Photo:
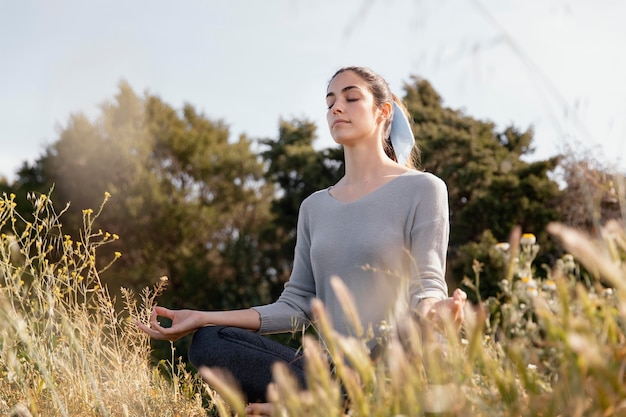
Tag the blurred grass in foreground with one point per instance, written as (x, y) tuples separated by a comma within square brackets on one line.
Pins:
[(553, 347)]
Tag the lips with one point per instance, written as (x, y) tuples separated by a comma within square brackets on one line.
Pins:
[(339, 121)]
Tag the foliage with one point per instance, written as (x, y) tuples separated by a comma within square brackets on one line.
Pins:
[(549, 347), (297, 170), (186, 202), (490, 186), (64, 349)]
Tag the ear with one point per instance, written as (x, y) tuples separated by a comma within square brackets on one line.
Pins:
[(386, 111)]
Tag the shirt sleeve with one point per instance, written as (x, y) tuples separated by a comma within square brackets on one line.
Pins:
[(429, 243), (292, 310)]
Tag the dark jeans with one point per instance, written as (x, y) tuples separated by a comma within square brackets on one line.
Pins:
[(246, 355)]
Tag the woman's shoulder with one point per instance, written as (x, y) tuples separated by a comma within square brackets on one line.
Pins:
[(423, 180)]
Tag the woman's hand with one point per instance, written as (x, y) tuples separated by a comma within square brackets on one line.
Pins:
[(183, 323), (259, 409), (450, 309)]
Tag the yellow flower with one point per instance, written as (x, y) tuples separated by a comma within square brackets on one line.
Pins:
[(549, 285), (503, 246), (528, 239)]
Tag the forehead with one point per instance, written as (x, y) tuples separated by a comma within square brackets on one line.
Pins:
[(346, 79)]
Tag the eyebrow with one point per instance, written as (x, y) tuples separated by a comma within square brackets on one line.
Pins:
[(343, 90)]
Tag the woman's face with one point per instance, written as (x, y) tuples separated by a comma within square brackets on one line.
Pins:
[(352, 113)]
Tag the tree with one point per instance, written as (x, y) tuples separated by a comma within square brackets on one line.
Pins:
[(297, 170), (185, 201), (491, 188)]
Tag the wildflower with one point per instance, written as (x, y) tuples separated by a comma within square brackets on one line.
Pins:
[(607, 292), (502, 246), (528, 239), (549, 285), (531, 291)]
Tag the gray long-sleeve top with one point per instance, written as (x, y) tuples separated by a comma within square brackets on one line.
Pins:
[(387, 246)]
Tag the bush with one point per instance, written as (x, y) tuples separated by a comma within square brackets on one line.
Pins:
[(64, 349), (548, 347)]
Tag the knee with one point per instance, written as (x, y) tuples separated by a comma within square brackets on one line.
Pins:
[(202, 345)]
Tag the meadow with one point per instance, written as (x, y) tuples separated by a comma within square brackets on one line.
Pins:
[(545, 347)]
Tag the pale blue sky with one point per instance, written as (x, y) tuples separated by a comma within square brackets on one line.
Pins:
[(557, 65)]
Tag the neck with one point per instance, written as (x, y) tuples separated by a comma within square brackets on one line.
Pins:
[(364, 164)]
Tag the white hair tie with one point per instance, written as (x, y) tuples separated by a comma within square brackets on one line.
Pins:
[(401, 135)]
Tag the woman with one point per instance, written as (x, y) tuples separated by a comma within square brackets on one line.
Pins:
[(382, 226)]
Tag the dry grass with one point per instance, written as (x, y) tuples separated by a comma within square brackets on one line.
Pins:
[(64, 349), (554, 347)]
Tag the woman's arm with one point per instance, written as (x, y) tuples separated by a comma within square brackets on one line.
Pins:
[(187, 321)]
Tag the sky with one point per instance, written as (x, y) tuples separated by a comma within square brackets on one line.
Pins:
[(554, 65)]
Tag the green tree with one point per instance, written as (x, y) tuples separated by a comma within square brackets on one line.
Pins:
[(185, 201), (491, 187), (297, 170)]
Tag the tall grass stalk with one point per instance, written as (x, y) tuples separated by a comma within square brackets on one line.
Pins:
[(64, 348)]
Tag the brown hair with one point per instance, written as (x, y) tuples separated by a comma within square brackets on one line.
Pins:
[(381, 91)]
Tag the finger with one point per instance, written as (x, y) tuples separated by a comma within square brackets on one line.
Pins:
[(151, 332), (259, 409), (164, 312)]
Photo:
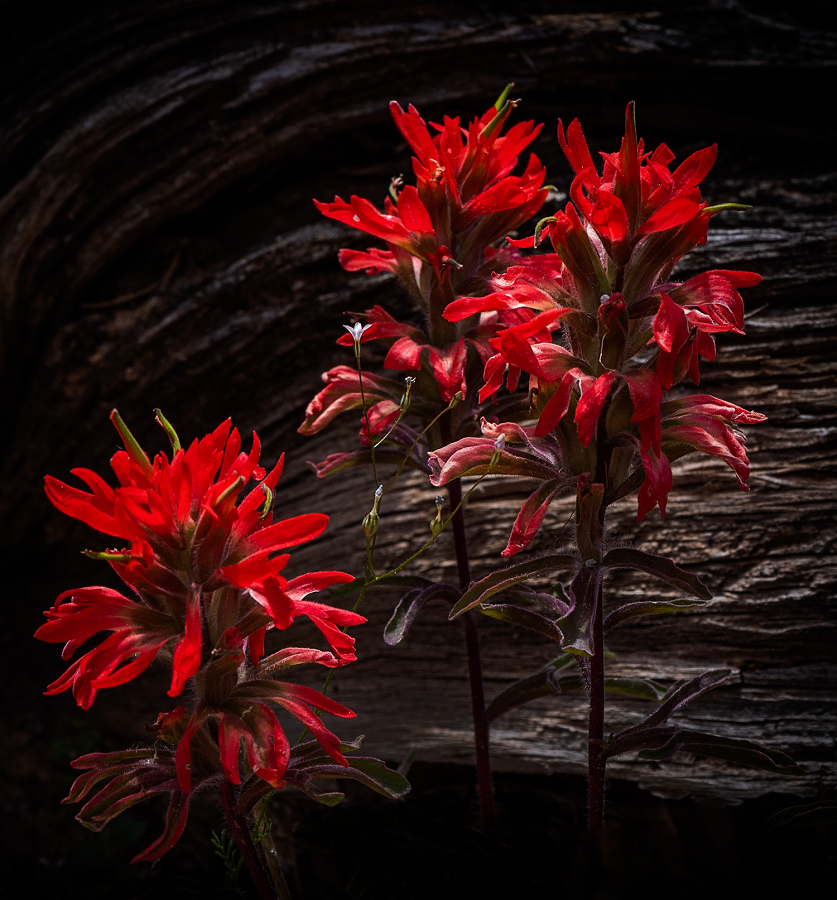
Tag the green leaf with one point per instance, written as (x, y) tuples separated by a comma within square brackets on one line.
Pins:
[(660, 566), (648, 608), (643, 688), (524, 618), (504, 578), (371, 772), (577, 624), (651, 732), (379, 777), (404, 581), (745, 753)]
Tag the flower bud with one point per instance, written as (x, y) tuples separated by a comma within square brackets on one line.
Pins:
[(371, 521), (437, 526), (405, 397)]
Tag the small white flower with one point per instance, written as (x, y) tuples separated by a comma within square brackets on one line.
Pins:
[(356, 331)]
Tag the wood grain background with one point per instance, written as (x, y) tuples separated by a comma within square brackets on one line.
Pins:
[(158, 247)]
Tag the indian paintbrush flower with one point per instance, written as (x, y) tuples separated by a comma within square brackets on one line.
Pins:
[(204, 565)]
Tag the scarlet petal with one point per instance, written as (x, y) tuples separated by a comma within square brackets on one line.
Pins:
[(255, 568), (187, 654), (289, 532), (557, 406), (276, 602), (590, 406), (530, 518), (300, 587)]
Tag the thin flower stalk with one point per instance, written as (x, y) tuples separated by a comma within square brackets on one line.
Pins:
[(609, 334)]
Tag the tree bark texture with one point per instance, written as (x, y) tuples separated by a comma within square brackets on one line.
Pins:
[(159, 248)]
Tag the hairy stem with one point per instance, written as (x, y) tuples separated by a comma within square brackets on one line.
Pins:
[(596, 760), (241, 835), (595, 745), (472, 644)]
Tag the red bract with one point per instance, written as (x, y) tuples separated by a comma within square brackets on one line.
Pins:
[(205, 571), (464, 200), (439, 236), (626, 333)]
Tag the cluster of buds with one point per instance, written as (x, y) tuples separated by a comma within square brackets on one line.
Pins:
[(205, 572), (626, 335), (441, 237)]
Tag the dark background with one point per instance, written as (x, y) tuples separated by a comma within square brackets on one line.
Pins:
[(158, 247)]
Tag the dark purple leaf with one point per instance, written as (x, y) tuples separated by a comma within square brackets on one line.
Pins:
[(659, 566), (410, 605), (524, 618), (743, 752), (505, 578), (648, 608)]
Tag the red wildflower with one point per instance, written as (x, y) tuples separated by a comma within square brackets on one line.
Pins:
[(640, 218), (191, 540)]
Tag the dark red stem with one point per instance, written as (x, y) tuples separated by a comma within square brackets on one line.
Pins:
[(595, 748), (596, 760), (472, 644), (241, 835)]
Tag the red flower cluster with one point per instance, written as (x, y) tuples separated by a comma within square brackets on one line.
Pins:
[(628, 334), (439, 236), (205, 571)]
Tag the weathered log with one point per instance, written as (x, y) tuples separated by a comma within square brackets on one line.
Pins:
[(158, 248)]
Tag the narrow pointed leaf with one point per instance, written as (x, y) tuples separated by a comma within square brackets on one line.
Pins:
[(506, 578), (823, 812), (743, 752), (648, 608), (660, 566), (539, 684), (410, 605), (676, 700), (390, 581), (371, 772), (524, 618)]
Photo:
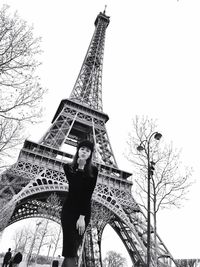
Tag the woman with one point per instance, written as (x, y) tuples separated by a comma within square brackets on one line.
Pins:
[(76, 211)]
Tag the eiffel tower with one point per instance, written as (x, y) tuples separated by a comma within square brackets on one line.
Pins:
[(38, 171)]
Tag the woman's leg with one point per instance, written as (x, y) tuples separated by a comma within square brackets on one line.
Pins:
[(69, 262)]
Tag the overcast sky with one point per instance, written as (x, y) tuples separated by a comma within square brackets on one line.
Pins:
[(151, 67)]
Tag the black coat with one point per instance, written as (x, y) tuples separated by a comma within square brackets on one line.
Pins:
[(77, 202)]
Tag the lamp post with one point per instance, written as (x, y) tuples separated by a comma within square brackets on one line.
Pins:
[(145, 145)]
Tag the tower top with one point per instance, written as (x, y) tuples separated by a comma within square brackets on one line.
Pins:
[(88, 86)]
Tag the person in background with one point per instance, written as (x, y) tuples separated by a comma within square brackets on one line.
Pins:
[(7, 258), (15, 261), (76, 211)]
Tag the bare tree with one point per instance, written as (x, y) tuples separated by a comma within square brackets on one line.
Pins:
[(20, 89), (169, 180), (114, 259), (22, 239)]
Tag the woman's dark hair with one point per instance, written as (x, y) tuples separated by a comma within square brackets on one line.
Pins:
[(88, 166)]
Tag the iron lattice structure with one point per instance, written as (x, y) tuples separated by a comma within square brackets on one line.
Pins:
[(38, 172)]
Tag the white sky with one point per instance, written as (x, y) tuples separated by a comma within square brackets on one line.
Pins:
[(151, 67)]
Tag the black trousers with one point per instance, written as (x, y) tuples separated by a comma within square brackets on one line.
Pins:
[(71, 238)]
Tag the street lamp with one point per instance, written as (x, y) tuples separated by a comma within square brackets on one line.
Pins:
[(145, 145)]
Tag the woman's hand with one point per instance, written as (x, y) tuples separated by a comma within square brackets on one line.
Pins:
[(80, 224)]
= = = = =
PROBLEM REQUIREMENTS: Your response should be each line that includes the word "stem", copied from the records.

PROBLEM SOLUTION:
Tag the hairy stem with one point per instance, written as (x, y) tuples separated by a comma within square brackets on one line.
Tag the dark red stem with one point per instance, written as (x, y) tuples separated by a comma within square brackets on one line.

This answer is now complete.